FRAGMENTO:
▬▬▬
En las últimas semanas, los medios de comunicación de
lo que antaño se llamaba El mundo libre y hoy, Las democracias
occidentales, nos han acostumbrado con la muy socorrida y engañosa expresión
La guerra de Putin. Se aplica este neologismo al conflicto de Ucrania,
el espectacular aumento del coste de los alimentos, hidrocarburos, fluido
eléctrico, impuestos, restricciones de consumo, limitación de medidas
sanitarias y un sinfín de etcéteras, debidas, qué duda cabe, a la consabida perversidad
del inquilino del Kremlin.
La casi totalidad de los políticos occidentales
recurren a la coletilla de Putin para exculparse de todos y cada uno de los
errores cometidos en los últimos tiempos: el aumento de los impuestos, del
precio de la gasolina, las deficiencias del sistema sanitario,
desabastecimiento… Todo se debe a la satánica actuación de Putin.
Frente a ello, nuestro objetivo consiste en ganar la
guerra de Ucrania o, como lo formuló recientemente un alma cándida, Ursula von
der Leyen, presidenta de la Comisión Europea, arrasar el tejido industrial de Rusia. Nada
que ver, al menos aparentemente, con la defensa de los valores democráticos de
Occidente. O tal vez… ¿sí?
La guerra de Putin o, como la llaman algunos
politólogos, la guerra contra Putin, no evoluciona como lo habían
previsto los aliados de Kiev. El blitzkrieg, la guerra relámpago ansiada
por algunos podría degenerar en un conflicto de larga duración, con incierto
desenlace. Las supuestamente eficaces sanciones impuestas a Rusia podrían
convertirse – se están convirtiendo, de hecho, en un arma de doble filo. Moscú
ha encontrado la manera de esquivar los golpes adoptando contramedidas susceptibles
de contrarrestar sus efectos.
El sistema bancario ruso, afectado por las
prohibiciones de Occidente, vuelve a funcionar a través de los institutos de
crédito de China y Singapur; el comercio internacional, redireccionado hacia
las redes de los Estados miembros de BRICS, parece haber levantado cabeza; los
suministros de gas natural y petróleo cuentan con nuevos y voraces clientes en
los países asiáticos y africanos. Rusia no está improvisando; hace años que se
habían creado las redes de distribución alternativas. El efecto boomerang de
las sanciones afectan ante todo a los miembros de la Unión Europea,
acostumbrados a las importaciones de energía barata procedente de la antigua
Unión Soviética.
▬▬▬
DATOS DEL EJERCICIO:
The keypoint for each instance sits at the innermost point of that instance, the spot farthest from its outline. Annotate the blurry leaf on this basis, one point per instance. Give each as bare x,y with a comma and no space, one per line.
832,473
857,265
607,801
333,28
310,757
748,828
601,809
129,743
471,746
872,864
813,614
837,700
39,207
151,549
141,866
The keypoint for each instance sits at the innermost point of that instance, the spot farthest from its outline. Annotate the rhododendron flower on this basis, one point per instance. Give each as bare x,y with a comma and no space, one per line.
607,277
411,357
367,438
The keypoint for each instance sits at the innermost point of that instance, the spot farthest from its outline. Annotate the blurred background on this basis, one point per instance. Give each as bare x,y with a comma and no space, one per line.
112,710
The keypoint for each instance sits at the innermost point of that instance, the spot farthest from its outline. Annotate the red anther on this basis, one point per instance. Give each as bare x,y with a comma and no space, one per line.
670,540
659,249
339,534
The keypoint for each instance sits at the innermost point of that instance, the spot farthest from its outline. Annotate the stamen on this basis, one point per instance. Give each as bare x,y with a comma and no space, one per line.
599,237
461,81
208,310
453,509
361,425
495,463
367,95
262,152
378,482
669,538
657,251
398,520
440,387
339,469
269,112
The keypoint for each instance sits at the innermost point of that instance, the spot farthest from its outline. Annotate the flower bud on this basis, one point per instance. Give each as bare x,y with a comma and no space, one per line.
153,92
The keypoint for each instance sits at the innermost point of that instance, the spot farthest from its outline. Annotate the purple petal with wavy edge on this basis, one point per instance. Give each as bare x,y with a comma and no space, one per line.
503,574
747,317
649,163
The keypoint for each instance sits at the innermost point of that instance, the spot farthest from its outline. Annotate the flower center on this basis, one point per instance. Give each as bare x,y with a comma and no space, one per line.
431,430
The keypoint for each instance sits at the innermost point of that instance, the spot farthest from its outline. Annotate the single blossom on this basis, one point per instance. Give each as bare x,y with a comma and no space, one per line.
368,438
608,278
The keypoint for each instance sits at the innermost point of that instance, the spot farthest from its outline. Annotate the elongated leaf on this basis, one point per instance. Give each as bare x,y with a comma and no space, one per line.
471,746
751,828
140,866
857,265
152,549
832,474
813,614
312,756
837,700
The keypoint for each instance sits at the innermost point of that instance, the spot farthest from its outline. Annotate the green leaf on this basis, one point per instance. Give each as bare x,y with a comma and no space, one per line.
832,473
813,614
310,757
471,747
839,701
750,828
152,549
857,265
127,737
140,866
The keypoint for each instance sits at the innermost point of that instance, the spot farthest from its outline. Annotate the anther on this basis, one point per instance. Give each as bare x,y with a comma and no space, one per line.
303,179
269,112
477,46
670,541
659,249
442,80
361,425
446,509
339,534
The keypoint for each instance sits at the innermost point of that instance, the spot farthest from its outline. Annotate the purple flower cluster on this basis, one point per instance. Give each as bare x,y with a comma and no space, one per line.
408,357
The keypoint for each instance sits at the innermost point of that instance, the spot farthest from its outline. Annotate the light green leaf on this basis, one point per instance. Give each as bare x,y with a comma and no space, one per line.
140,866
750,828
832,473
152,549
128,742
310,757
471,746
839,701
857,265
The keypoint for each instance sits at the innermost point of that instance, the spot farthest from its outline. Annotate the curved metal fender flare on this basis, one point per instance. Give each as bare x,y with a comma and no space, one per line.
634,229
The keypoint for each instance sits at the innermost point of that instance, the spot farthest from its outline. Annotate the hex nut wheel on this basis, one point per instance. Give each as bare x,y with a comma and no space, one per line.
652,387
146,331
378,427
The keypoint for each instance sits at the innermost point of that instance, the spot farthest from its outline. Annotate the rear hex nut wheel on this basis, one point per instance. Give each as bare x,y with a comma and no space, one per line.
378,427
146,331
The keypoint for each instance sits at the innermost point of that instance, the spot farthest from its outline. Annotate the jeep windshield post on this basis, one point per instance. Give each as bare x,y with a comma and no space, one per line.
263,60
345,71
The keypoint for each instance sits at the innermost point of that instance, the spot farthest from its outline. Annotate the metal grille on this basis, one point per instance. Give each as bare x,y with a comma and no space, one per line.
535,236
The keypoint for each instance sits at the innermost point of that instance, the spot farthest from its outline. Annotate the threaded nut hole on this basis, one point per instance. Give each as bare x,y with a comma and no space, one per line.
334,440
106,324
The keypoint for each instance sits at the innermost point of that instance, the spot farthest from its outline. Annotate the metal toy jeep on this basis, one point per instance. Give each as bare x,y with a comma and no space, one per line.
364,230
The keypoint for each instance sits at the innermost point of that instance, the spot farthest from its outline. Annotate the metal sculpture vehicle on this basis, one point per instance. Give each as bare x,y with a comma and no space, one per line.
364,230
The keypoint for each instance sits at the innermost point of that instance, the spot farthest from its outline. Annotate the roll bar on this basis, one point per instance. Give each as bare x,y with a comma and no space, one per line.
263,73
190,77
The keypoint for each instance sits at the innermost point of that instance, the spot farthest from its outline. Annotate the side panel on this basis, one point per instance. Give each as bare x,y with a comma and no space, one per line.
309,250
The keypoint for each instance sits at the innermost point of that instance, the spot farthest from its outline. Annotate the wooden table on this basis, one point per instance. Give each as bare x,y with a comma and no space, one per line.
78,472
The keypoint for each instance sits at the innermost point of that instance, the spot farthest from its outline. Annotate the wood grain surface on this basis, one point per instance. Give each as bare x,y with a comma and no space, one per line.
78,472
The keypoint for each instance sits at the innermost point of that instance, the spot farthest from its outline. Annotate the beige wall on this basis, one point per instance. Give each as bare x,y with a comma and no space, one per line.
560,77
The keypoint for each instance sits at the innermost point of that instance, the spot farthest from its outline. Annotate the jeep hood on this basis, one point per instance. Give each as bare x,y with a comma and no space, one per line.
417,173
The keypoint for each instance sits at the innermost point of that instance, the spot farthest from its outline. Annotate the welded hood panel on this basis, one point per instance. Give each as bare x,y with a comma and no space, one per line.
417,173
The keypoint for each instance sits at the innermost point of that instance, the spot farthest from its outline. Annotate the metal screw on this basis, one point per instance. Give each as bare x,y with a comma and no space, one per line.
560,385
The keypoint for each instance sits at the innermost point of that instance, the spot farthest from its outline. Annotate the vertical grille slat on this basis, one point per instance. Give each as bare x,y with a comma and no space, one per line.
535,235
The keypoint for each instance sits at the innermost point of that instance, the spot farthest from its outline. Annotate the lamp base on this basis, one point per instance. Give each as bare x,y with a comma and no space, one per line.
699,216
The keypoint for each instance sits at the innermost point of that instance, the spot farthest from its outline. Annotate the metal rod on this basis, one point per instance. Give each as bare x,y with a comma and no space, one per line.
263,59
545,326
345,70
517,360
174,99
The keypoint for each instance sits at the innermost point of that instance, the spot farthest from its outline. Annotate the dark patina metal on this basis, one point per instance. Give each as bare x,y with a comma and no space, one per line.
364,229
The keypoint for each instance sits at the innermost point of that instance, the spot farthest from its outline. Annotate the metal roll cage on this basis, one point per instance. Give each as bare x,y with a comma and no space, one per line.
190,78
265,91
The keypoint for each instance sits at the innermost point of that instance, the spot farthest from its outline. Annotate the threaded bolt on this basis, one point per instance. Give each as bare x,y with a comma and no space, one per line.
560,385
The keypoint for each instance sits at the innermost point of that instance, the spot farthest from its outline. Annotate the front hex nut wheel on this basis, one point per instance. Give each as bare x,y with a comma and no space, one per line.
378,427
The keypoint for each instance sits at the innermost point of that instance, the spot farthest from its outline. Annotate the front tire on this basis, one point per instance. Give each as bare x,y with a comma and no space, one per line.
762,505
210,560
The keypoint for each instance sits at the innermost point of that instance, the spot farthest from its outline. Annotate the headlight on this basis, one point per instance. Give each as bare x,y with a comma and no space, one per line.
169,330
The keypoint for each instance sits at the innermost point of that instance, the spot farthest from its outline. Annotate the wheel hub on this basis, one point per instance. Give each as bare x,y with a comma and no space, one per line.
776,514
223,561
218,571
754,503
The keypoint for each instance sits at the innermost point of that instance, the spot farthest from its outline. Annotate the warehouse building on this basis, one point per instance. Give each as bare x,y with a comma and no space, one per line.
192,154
▬▬▬
PROBLEMA PLANTEADO A:
Reproduzca tal cual, del fragmento sobre la guerra de Ucrania, el pasaje que se abre con las palabras que contienen «En las últimas» y se cierra con «actuación de Putin.».
PROBLEMA PLANTEADO B:
Seleccione y copie cada línea de las filas en la que aparezca la palabra «jeep».
Las filas no guardan relación alguna con el fragmento.

RESULTADO OBTENIDO A:
En las últimas semanas, los medios de comunicación de
lo que antaño se llamaba El mundo libre y hoy, Las democracias
occidentales, nos han acostumbrado con la muy socorrida y engañosa expresión
La guerra de Putin. Se aplica este neologismo al conflicto de Ucrania,
el espectacular aumento del coste de los alimentos, hidrocarburos, fluido
eléctrico, impuestos, restricciones de consumo, limitación de medidas
sanitarias y un sinfín de etcéteras, debidas, qué duda cabe, a la consabida perversidad
del inquilino del Kremlin.
La casi totalidad de los políticos occidentales
recurren a la coletilla de Putin para exculparse de todos y cada uno de los
errores cometidos en los últimos tiempos: el aumento de los impuestos, del
precio de la gasolina, las deficiencias del sistema sanitario,
desabastecimiento… Todo se debe a la satánica actuación de Putin.

RESULTADO OBTENIDO B:
The keypoint for each instance sits at the innermost point of that instance, the spot farthest from its outline. Annotate the jeep windshield post on this basis, one point per instance. Give each as bare x,y with a comma and no space, one per line.
The keypoint for each instance sits at the innermost point of that instance, the spot farthest from its outline. Annotate the metal toy jeep on this basis, one point per instance. Give each as bare x,y with a comma and no space, one per line.
The keypoint for each instance sits at the innermost point of that instance, the spot farthest from its outline. Annotate the jeep hood on this basis, one point per instance. Give each as bare x,y with a comma and no space, one per line.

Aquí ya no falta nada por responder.